* [EXERCISE INSTRUCTIONS]: Whenever a line below includes the word "green", copy that line.

>>>

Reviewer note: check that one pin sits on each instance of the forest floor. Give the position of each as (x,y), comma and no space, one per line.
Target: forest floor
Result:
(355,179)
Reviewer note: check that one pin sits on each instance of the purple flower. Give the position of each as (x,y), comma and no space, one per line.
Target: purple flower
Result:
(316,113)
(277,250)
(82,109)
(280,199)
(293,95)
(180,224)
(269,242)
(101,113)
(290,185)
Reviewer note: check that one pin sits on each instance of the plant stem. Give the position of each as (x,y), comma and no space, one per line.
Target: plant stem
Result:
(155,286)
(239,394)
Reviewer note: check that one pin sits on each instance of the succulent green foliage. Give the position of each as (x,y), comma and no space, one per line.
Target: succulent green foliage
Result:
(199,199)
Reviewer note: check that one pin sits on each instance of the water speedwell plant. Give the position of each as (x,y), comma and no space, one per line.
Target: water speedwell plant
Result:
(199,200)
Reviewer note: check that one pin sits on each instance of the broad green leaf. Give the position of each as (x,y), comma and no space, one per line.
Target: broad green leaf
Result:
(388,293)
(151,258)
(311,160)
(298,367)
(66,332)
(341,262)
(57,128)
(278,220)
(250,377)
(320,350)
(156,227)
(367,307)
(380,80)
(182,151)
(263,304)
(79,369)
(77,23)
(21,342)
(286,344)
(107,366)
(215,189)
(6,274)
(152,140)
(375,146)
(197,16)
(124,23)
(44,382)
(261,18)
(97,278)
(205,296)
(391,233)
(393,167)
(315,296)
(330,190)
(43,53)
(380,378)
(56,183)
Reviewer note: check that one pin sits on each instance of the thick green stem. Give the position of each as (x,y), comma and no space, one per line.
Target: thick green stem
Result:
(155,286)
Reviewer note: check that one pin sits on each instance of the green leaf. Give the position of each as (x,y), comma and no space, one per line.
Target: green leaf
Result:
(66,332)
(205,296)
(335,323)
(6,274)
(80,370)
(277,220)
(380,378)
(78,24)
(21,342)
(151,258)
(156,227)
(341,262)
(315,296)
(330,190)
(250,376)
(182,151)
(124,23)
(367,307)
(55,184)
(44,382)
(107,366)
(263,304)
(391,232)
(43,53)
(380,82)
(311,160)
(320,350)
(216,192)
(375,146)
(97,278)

<<<

* [EXERCISE ANSWER]:
Reviewer note: check that one pin sits on each instance of the succulent green foliage. Give the position of each as (x,y), comma and no space, one per line.
Target: succulent green foliage
Reviewer note: check that one pin sits on each instance of the broad green leaf. Give the position of each as (x,y), comma and no space, one per line.
Target: broad green leaf
Reviewer note: check that one pin sits on each instance of the thick green stem. Give the position of each as (x,y), comma and no space, one per line.
Target: thick green stem
Reviewer note: check that one pin sits on each instance of the green leaf. Give the position of each as (x,y), comma and no space, one per line.
Target: green leaf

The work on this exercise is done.